◆ **TASK OBJECTIVE**:
Write out, word for word, the stretch of the article on measuring methane emissions from cattle from "Measuring enteric methane emissions from" through "known as methanogenesis.".

◆ **SELECTED EXCERPT**:

= = = = =

When it comes to sustainable livestock production, agribusiness news outlets are littered with articles about carbon capture, regenerative agriculture and feed supplements to reduce methane emissions from livestock. Asparagopsis seaweed has been in the spotlight for its potential to significantly reduce methane emissions from ruminants, but what is often not talked about is how methane emissions from cattle are measured.
The push for R&D into methane reducing feed supplements
It is well established in literature (and now mass media) that ruminant livestock produce greenhouse gases (GHG).
Population growth and increasing demand for protein is putting pressure on the red meat industry to sustainably produce livestock products (OECD/ FAO, 2021).
With enteric fermentation representing the largest proportion of GHG emissions from ruminants, strategies such as feed supplements are gaining increasing attention as a mechanism for direct reduction in industry emissions.
Australia’s red meat industry has set an ambitious target to be carbon neutral by 2030, and has set the key milestone of making “livestock supplements available through commercial partners” by 2023 (Meat and Livestock Australia, 2020).
Measuring enteric methane emissions from livestock
Enteric methane emissions essentially refers to methane expelled by livestock by burping
Microbes in the rumen break down feed and methane is released as a by-product via a process known as methanogenesis.
When testing the ability of feed supplements to inhibit methanogenesis, researchers can conduct experiments either in vivo or in vitro.
In vitro experiments
In vitro measurement occurs in laboratory settings in a controlled environment (Eske, 2020).
Experiments occur outside of the animal, so methane production is not being measured directly from livestock.
Specific scientific methods are used to measure GHG production, but essentially, ruminant fluid is extracted from cannulated livestock and is combined with the feed supplement extract under investigation to assess for any changes in microbial populations responsible for methanogenesis, alongside changes in gas production.
These are complex, controlled experiments involving tight incubation temperature controls and use of various scientific techniques and devices such as gas chromatographs (Bhatta et al., 2009).
Measuring enteric methane emissions in vivo
In contrast, in vivo experiments involve entire, living organisms (Eske, 2020).
So when it comes to measuring the effect of feed supplements for reducing enteric methane emissions, livestock will actually be fed the supplements and their emissions will be measured over time.
Often experiments measure other key variables such as live weight gain and milk production to assess productivity effects.
There are a few different techniques used throughout scientific literature, each with their own benefits and drawbacks (Min et al., 2020).
Examples of such techniques include:
- The sulphur hexafluoride tracer technique
- Respiration chambers
- The Green Feed system- a turnkey system that measures gas fluxes from individual animals when they place their head into a chamber to eat feed (C-Lock, n.d.)

= = = = =

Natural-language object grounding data
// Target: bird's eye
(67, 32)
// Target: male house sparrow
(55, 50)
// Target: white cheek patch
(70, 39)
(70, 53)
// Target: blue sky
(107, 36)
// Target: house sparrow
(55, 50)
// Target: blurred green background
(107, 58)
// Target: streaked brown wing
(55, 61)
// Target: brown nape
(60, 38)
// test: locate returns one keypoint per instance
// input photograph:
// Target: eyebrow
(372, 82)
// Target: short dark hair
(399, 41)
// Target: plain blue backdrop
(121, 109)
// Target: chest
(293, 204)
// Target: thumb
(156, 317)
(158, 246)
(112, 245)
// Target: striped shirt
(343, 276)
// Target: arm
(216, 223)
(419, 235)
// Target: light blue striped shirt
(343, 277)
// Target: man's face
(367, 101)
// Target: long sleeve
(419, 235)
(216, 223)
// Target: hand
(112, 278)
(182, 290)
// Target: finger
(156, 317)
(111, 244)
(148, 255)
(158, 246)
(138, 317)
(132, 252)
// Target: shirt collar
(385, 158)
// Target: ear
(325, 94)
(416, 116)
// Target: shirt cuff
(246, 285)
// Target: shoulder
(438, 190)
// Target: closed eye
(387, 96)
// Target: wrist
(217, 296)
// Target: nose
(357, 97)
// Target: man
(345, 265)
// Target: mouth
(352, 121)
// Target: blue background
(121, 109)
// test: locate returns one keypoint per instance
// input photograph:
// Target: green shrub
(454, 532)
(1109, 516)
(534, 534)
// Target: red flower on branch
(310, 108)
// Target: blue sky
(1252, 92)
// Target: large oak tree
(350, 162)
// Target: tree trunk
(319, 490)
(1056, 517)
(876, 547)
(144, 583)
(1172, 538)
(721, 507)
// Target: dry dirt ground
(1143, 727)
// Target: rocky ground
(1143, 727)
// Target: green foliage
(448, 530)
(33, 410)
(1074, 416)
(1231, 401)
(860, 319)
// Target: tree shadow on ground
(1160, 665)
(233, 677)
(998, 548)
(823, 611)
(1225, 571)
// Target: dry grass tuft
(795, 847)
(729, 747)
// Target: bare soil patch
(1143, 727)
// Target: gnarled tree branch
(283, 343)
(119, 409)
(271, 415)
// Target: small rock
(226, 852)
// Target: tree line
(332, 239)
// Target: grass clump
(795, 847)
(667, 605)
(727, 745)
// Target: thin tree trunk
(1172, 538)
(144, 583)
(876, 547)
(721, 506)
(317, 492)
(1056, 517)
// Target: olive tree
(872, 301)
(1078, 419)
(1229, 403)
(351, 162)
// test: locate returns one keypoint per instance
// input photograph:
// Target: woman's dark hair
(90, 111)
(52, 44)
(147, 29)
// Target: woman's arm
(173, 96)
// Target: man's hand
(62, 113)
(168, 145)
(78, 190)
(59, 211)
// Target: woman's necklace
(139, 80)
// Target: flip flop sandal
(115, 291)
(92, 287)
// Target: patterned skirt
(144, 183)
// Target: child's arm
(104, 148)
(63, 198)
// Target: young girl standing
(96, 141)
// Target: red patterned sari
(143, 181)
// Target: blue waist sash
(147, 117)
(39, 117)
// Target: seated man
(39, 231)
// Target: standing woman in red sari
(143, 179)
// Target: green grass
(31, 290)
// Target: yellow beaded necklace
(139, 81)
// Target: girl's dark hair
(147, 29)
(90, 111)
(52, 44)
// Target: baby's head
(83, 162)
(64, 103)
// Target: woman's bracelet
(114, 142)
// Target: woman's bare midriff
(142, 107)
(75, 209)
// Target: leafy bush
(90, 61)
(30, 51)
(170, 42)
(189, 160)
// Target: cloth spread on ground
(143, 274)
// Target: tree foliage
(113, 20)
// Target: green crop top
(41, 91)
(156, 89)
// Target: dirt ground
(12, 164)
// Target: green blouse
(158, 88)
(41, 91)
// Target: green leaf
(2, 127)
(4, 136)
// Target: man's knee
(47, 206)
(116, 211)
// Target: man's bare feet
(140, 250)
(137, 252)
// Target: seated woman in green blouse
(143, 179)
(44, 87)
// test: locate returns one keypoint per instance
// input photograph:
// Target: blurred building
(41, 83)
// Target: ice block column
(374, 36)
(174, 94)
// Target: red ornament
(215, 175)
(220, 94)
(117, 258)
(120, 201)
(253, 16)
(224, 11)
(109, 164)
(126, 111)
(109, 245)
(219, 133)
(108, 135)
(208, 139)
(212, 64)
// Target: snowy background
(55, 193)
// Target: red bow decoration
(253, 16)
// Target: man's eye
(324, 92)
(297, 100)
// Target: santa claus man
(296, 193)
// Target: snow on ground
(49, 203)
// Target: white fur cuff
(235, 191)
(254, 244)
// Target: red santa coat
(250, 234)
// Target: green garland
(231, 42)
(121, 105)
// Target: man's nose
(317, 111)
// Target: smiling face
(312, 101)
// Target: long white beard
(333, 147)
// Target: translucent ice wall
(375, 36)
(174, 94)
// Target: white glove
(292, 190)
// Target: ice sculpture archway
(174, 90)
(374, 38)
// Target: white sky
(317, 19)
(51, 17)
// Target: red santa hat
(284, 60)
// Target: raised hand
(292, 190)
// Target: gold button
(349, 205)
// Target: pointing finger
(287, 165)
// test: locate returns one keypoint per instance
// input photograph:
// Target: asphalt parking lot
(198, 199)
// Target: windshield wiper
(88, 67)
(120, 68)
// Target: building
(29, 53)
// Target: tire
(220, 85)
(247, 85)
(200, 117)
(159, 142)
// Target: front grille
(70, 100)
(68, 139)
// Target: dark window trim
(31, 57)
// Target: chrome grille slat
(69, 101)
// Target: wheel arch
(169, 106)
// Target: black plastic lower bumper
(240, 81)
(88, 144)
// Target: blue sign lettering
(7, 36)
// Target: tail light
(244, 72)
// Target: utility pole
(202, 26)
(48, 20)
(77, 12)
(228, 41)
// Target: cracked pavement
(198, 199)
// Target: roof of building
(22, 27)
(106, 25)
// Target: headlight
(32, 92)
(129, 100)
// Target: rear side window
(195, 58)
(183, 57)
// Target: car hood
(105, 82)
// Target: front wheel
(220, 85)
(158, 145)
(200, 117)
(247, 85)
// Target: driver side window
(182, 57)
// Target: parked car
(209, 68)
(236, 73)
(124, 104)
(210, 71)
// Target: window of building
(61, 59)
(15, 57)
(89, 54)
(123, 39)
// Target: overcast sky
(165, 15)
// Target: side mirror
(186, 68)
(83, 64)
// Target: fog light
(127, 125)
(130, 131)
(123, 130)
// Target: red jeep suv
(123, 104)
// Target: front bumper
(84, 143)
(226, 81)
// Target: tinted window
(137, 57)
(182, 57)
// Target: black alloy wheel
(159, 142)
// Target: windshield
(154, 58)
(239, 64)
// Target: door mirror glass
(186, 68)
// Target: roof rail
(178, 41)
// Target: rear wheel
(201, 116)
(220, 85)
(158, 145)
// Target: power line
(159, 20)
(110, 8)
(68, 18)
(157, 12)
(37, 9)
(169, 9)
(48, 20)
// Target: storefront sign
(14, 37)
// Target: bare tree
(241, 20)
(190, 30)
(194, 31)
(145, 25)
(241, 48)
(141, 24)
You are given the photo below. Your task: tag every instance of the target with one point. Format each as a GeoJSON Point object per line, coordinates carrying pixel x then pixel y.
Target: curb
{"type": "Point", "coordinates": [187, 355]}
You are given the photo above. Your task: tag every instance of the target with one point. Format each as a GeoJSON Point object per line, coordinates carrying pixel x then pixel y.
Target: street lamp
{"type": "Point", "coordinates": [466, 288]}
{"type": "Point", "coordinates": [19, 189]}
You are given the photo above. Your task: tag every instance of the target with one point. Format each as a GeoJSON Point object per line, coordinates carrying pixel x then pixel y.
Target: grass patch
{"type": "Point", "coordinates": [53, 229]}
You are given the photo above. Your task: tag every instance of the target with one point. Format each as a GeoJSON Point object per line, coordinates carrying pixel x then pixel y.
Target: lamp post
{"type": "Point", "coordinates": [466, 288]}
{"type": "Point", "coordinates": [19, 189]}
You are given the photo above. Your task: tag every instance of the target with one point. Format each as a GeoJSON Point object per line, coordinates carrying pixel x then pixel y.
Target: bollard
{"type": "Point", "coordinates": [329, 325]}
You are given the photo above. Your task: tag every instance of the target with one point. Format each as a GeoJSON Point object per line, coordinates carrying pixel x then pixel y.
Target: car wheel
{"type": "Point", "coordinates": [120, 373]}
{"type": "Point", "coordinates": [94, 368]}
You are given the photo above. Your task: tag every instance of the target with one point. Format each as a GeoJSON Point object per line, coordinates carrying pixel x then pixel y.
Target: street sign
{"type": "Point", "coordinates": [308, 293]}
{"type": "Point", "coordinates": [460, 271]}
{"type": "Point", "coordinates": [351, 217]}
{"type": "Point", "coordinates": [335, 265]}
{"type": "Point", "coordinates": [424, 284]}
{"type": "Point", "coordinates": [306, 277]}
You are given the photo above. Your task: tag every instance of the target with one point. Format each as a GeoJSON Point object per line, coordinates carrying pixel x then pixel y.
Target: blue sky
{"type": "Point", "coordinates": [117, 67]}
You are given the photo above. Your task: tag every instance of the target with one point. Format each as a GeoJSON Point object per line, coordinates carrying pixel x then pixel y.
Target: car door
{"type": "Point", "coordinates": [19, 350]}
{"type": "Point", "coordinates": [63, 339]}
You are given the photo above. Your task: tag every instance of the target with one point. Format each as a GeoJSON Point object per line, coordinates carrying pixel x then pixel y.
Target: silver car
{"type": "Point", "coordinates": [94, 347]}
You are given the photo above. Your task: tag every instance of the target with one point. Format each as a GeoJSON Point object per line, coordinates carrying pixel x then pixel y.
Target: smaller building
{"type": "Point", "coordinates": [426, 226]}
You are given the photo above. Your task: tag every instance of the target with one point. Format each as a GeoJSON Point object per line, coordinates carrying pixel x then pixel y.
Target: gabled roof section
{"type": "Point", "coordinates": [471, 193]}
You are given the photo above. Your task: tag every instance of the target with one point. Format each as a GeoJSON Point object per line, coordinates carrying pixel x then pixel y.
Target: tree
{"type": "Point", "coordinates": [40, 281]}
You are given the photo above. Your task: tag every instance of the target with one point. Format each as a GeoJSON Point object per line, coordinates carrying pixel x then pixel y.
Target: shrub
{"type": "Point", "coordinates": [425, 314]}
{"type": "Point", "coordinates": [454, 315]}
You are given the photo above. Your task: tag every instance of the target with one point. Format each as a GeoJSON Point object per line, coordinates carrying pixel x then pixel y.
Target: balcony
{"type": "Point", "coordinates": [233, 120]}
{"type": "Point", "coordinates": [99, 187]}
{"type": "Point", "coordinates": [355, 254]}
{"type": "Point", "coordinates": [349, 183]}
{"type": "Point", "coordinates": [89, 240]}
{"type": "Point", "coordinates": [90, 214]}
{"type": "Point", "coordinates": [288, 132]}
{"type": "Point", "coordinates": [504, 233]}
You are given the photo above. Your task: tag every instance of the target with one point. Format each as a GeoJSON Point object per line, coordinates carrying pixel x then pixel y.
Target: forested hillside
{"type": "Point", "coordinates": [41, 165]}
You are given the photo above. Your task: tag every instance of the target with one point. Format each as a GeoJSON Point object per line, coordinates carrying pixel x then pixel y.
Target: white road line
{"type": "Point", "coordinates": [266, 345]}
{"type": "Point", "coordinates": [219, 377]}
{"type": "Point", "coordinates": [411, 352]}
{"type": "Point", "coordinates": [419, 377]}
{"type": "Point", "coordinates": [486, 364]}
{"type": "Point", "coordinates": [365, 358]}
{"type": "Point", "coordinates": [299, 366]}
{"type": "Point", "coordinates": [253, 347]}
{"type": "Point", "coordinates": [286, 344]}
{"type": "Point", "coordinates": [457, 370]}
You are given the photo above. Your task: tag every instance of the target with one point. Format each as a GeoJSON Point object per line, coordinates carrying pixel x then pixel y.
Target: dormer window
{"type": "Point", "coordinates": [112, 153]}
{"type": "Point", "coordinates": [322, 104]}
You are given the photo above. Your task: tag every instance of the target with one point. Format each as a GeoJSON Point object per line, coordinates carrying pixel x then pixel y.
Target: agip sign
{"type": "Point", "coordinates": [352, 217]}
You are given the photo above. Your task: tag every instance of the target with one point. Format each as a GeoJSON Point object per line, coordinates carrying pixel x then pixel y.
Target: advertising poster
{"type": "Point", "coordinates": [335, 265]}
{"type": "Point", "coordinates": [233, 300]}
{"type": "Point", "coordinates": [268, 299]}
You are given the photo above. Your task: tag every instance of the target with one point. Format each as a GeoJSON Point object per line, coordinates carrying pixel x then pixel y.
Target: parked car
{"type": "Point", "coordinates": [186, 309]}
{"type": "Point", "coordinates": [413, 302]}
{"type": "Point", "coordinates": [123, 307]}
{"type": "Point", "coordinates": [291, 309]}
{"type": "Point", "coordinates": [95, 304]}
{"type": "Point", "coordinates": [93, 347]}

= = = = =

◆ **ANSWER SECTION**:
Measuring enteric methane emissions from livestock
Enteric methane emissions essentially refers to methane expelled by livestock by burping
Microbes in the rumen break down feed and methane is released as a by-product via a process known as methanogenesis.